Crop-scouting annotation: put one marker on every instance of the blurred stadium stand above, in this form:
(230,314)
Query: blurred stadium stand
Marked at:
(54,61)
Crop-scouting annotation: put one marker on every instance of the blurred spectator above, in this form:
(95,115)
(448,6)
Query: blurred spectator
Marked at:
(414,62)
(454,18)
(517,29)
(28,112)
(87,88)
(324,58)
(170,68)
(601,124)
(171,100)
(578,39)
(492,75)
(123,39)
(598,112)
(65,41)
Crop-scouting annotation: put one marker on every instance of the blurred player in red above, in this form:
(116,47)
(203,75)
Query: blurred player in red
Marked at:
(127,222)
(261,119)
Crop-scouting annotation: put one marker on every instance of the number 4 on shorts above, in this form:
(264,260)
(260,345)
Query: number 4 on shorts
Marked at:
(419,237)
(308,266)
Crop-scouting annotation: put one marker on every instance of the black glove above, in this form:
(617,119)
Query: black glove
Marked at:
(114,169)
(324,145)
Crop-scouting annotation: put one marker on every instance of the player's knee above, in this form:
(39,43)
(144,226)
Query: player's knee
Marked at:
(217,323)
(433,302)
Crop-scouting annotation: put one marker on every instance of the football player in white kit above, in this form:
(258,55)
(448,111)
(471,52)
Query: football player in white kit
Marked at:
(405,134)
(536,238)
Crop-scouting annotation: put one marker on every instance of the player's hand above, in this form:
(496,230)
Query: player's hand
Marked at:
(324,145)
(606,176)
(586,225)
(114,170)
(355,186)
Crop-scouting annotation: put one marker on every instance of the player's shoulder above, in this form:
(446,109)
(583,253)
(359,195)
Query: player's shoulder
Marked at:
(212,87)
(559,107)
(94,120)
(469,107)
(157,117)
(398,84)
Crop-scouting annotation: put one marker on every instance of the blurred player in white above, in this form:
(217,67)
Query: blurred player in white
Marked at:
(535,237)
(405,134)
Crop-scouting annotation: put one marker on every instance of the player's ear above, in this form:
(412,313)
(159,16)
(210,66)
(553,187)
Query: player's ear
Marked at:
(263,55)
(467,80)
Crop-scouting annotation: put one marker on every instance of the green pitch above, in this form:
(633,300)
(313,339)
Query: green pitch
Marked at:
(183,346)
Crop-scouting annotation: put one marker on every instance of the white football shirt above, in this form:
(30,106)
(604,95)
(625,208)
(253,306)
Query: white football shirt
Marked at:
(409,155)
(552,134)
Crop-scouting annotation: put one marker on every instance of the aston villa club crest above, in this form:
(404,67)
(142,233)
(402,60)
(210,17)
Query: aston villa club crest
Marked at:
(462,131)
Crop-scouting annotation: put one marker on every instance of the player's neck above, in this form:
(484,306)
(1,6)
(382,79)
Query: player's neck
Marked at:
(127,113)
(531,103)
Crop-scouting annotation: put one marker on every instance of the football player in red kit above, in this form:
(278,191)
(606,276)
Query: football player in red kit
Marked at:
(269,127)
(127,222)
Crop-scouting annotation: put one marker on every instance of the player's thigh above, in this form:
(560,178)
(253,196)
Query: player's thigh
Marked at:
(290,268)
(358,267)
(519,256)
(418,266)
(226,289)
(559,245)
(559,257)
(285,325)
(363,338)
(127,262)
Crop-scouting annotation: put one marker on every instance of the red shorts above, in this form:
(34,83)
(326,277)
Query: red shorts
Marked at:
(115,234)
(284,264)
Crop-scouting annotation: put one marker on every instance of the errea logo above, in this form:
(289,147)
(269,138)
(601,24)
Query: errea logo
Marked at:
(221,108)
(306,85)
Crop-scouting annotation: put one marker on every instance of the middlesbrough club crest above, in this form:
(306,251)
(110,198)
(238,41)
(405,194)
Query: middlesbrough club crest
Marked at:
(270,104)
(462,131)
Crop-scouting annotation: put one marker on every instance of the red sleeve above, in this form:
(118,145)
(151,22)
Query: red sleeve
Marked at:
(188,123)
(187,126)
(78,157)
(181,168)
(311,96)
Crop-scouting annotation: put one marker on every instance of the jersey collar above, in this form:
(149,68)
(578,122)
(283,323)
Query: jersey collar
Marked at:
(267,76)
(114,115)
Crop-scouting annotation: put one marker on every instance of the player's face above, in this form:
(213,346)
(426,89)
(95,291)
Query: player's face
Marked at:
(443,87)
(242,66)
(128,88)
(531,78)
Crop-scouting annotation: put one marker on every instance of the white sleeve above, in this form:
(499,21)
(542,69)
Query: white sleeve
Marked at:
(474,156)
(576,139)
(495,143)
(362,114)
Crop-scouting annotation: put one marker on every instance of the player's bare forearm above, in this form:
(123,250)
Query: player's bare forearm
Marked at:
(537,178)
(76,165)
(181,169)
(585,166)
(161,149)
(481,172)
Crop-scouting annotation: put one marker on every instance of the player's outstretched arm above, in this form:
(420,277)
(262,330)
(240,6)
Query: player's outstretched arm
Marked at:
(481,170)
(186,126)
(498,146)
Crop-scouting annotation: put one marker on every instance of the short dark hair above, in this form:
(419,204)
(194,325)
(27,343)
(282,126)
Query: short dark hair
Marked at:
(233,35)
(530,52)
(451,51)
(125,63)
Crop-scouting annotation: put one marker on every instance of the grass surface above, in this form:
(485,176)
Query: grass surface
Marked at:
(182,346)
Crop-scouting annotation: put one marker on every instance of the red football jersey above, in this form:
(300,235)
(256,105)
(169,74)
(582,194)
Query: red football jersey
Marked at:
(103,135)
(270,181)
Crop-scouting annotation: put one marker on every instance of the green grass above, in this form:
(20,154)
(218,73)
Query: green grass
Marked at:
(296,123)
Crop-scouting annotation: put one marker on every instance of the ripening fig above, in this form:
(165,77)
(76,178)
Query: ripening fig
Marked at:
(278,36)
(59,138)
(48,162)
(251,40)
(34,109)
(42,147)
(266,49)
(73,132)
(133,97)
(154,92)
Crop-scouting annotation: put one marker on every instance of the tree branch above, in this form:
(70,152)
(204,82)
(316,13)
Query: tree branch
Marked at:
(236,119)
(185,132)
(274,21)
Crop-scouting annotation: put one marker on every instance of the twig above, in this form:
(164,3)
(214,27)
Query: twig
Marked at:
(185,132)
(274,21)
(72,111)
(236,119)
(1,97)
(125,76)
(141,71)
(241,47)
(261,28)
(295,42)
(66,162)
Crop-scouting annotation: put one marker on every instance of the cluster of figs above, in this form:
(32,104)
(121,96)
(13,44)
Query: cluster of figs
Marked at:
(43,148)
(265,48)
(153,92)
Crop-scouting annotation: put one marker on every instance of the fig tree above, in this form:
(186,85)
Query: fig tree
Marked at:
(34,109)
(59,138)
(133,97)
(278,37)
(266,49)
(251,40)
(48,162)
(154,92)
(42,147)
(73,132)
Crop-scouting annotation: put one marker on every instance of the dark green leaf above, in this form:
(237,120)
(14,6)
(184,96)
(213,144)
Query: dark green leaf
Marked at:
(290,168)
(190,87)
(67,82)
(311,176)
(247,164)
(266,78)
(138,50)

* YOUR OBJECTIVE
Your task is to copy each line of the entries that includes the word "outstretched".

* TASK RESULT
Crop-scouting annotation: put one marker on every instance of the player's outstretched arm above, in this form:
Query: player's outstretched arm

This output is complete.